### TEKST ŹRÓDŁOWY
□ □ □ □ □
Wolne rodniki
W literaturze wolne rodniki przedstawiane są niemal wyłącznie w negatywnym świetle, jednak bez nich organizm nie mógłby prawidłowo funkcjonować.
Z jednej strony wspomagają układ odpornościowy, z drugiej natomiast ich aktywność leży u podstaw wielu przewlekłych schorzeń.
Czym tak naprawdę są wolne rodniki?
Wolne rodniki – co to takiego?
Wolne rodniki są to atomy, jony lub cząsteczki posiadające co najmniej jeden niesparowany elektron. Te wyjątkowo reaktywne cząstki, dążąc do oddania „nadprogramowego” elektronu bądź przyłączenia brakującego, atakują i uszkadzają komórki organizmu. Jakie są źródła wolnych rodników? Jednym z mechanizmów prowadzących do ich wytworzenia jest reakcja łańcuchowa – zaatakowana cząsteczka pozbawiona zostaje elektronu, co w konsekwencji prowadzi do jej przekształcenia w wolny rodnik. Powstawanie rodników jest również nieodłącznie związane z niezbędnym do życia procesem oddychania, a także z oddziaływaniem na organizm promieniowania UV i jonizującego. Znaczna część tych destrukcyjnych cząstek wprowadzana jest do organizmu z zewnątrz w wyniku palenia papierosów, spożywania alkoholu i wysoko przetworzonej żywności czy nawet na skutek wdychania zanieczyszczonego powietrza.
□ □ □ □ □
### WYMAGANIA ZADANIA
Przepisz dokładnie fragment tekstu o wolnych rodnikach, zaczynając od słów „Z jednej strony” i kontynuując aż do słów „są wolne rodniki?”. Poniższe wiersze nie będą tu potrzebne.

(Zapisane wpisy danych)
□ □ □ □ □
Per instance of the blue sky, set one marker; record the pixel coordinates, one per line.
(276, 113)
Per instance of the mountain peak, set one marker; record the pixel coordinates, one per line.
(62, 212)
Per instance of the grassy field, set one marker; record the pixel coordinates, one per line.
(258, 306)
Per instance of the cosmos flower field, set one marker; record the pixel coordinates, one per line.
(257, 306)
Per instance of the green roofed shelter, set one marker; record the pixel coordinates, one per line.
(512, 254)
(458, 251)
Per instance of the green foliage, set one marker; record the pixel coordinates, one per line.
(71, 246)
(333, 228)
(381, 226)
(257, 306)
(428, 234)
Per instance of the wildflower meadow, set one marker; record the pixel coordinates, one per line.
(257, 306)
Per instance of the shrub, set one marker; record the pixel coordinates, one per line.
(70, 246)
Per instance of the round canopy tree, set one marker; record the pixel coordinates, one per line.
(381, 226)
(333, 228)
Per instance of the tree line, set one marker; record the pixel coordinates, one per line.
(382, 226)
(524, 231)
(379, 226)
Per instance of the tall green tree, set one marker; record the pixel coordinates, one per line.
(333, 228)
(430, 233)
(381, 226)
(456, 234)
□ □ □ □ □
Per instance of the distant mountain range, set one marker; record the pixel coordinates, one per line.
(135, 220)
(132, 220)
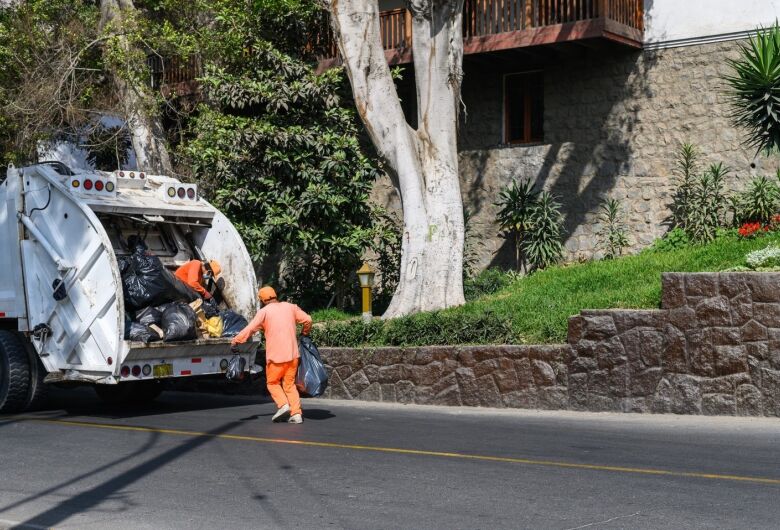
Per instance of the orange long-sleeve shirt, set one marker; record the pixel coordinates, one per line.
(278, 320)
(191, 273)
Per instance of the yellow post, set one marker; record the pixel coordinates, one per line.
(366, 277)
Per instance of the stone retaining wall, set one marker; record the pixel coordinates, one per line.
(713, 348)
□ □ □ □ □
### ODPOWIEDŹ KOŃCOWA
Z jednej strony wspomagają układ odpornościowy, z drugiej natomiast ich aktywność leży u podstaw wielu przewlekłych schorzeń.
Czym tak naprawdę są wolne rodniki?